EXERCISE - Put every line from the one containing "Point out the beige" down to the end of the material into a JSON list of strings, one string per line, with blank lines skipped. Leave the pictures out.

(Object location annotation data)
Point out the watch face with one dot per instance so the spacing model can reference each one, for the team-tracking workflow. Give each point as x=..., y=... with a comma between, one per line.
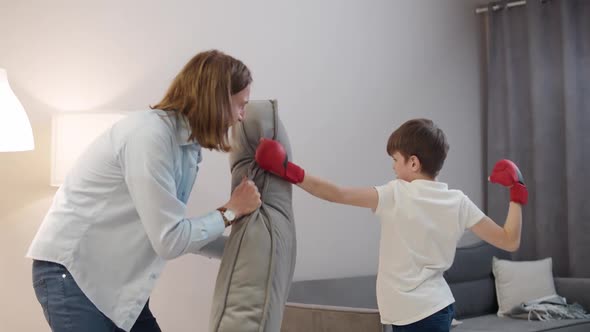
x=229, y=215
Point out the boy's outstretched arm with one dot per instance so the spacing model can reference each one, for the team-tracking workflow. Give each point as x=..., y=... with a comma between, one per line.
x=271, y=156
x=362, y=197
x=507, y=237
x=507, y=174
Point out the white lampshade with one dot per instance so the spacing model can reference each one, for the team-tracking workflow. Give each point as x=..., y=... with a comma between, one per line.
x=71, y=134
x=15, y=129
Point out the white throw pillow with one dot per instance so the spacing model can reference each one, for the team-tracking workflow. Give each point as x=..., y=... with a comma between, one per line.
x=518, y=282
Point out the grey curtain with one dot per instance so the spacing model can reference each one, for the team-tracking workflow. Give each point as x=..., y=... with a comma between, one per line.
x=538, y=115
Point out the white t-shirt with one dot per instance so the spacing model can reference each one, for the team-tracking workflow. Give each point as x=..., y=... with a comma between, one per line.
x=421, y=223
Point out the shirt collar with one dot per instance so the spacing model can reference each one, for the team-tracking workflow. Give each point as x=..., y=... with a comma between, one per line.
x=183, y=132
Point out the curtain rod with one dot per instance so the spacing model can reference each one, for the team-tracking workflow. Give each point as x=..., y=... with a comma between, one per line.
x=481, y=10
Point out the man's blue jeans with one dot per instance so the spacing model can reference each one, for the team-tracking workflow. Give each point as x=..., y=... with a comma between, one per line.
x=66, y=308
x=437, y=322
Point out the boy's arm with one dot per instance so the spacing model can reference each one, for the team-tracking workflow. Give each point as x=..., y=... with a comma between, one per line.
x=507, y=237
x=362, y=197
x=272, y=157
x=507, y=174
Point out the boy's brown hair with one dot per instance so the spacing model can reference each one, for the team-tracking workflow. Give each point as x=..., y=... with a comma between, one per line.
x=202, y=91
x=423, y=139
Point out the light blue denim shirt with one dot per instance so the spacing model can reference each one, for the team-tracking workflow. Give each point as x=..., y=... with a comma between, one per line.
x=120, y=213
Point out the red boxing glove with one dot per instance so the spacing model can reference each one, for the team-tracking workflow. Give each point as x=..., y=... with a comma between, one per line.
x=271, y=156
x=507, y=174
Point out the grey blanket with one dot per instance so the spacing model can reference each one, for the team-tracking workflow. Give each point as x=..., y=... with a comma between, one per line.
x=548, y=308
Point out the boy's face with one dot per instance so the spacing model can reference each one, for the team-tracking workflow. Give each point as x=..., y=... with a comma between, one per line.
x=405, y=169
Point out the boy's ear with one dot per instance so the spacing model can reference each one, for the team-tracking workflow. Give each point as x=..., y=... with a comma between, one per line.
x=415, y=162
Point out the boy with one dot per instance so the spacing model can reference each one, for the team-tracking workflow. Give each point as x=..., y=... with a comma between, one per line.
x=421, y=221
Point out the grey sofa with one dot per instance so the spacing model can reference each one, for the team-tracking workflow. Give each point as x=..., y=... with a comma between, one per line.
x=349, y=304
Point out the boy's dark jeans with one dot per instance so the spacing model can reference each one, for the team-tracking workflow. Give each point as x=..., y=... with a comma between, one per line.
x=437, y=322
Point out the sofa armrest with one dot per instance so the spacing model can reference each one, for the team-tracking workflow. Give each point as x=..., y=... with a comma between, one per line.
x=299, y=317
x=574, y=290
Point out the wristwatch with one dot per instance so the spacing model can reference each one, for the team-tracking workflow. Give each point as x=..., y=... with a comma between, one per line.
x=228, y=216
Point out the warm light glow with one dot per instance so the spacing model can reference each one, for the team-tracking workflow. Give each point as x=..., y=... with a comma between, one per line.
x=71, y=134
x=15, y=129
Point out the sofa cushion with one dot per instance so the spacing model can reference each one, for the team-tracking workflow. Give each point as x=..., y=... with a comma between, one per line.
x=471, y=273
x=493, y=323
x=518, y=282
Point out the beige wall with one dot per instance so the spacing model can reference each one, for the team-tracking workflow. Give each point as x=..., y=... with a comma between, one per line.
x=346, y=73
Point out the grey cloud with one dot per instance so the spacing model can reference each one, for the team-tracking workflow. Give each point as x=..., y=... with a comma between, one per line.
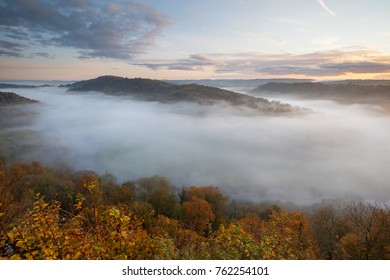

EXERCISE ANSWER -
[
  "Point out the beige wall with one dot per instance so the spacing model can reference each one, for the team-tracking workflow. Give each point as x=..., y=... with a comma between, one per line.",
  "x=346, y=73",
  "Point out the grey cloud with one dot per instance so the spacing model can reference each one, for the team-tracking workflow. Give each point as x=..., y=... with a comma between, one per line."
]